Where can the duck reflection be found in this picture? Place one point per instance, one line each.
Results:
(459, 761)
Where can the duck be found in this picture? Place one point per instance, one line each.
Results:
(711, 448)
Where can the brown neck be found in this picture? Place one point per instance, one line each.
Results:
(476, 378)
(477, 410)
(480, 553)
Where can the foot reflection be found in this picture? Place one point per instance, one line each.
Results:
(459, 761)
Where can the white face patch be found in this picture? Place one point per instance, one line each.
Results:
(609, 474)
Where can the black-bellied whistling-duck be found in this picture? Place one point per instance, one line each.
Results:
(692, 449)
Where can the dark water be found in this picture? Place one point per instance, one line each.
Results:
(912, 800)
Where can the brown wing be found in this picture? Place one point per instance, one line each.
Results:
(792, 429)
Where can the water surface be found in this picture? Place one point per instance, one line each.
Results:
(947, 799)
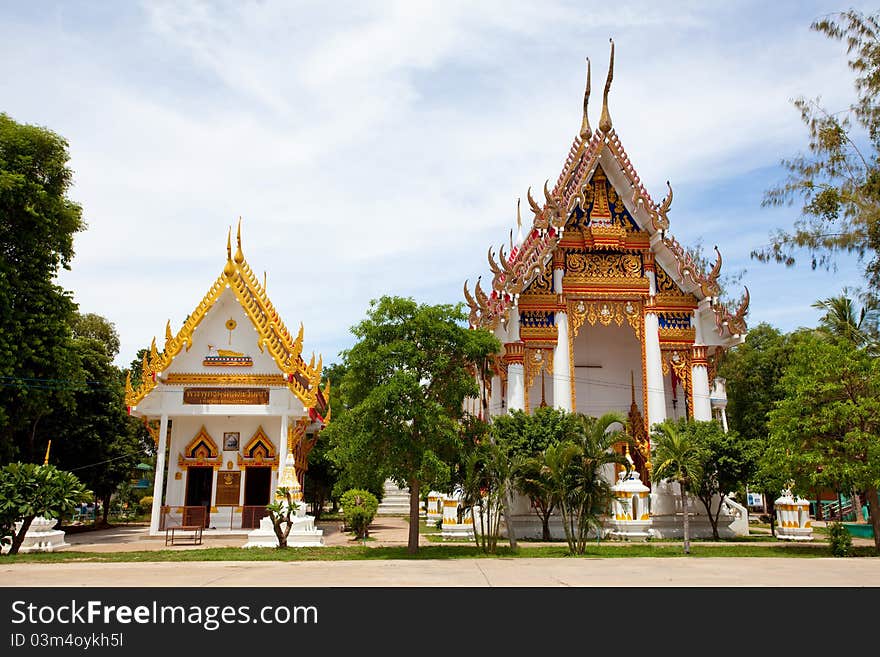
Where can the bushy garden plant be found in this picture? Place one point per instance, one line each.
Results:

+ + +

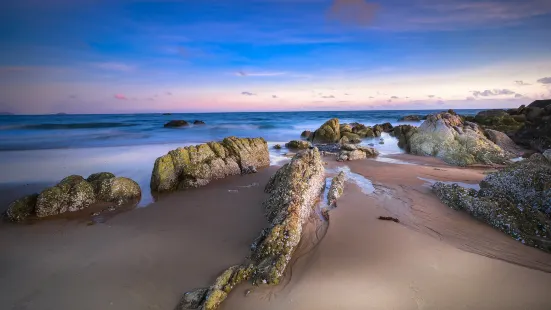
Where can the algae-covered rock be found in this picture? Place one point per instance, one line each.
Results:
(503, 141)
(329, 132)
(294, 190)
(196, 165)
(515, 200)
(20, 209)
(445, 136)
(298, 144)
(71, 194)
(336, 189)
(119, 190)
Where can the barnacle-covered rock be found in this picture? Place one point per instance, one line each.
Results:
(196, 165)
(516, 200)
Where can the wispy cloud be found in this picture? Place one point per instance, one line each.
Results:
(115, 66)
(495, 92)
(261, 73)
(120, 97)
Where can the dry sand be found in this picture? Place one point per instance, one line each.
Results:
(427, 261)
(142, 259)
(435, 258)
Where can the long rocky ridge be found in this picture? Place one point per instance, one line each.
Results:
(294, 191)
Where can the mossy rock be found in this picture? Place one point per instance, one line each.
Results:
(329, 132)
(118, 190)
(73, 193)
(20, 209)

+ + +

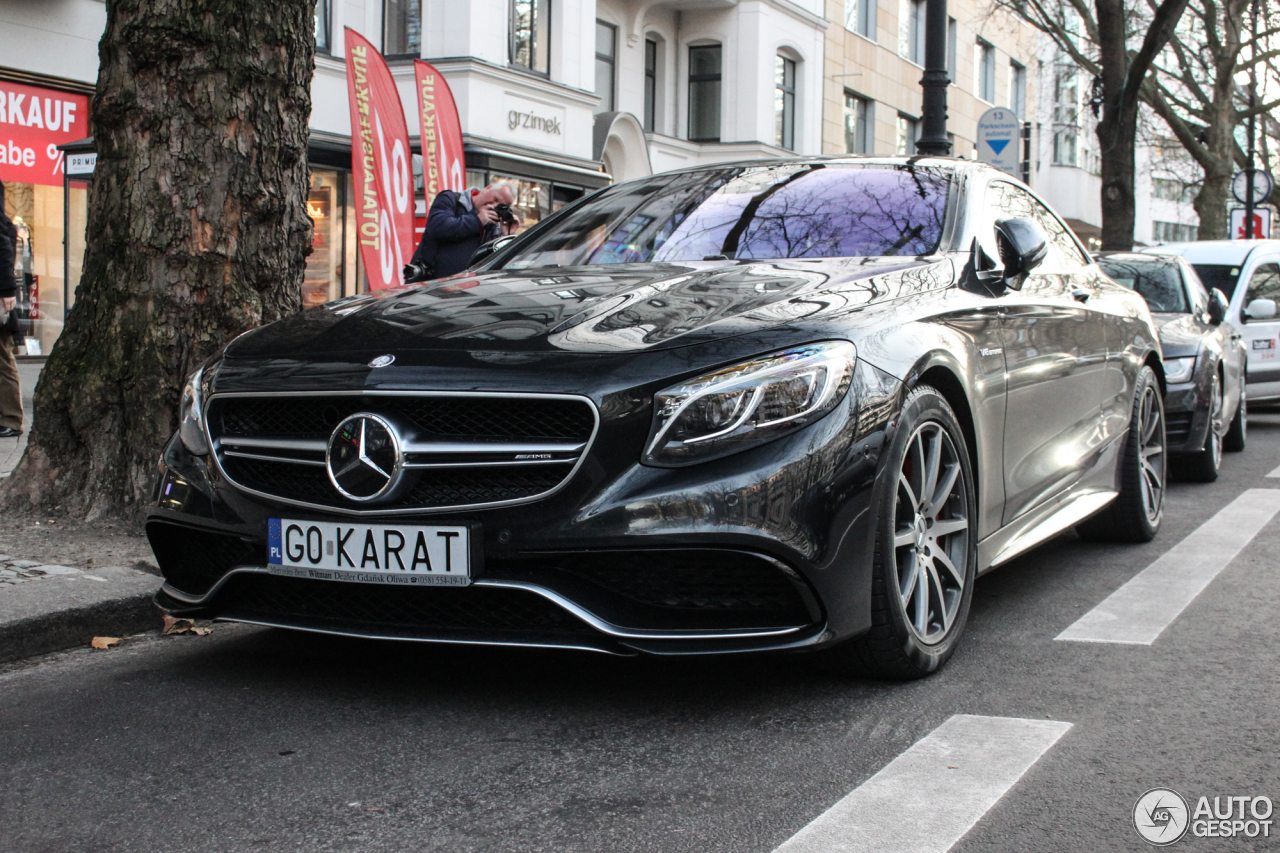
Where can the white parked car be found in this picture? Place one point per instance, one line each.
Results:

+ + +

*Your instructions*
Please pull out every line above that contains the string "duck" and copy each one in full.

*Response below*
Where can the duck reflection be found in this picture? Place one point per instance, one line each.
Where can the duck be found in this picture? Place one point per instance, one line each.
Where can the black-bellied whistling-duck be found in this picture? Place one point per instance, one line each.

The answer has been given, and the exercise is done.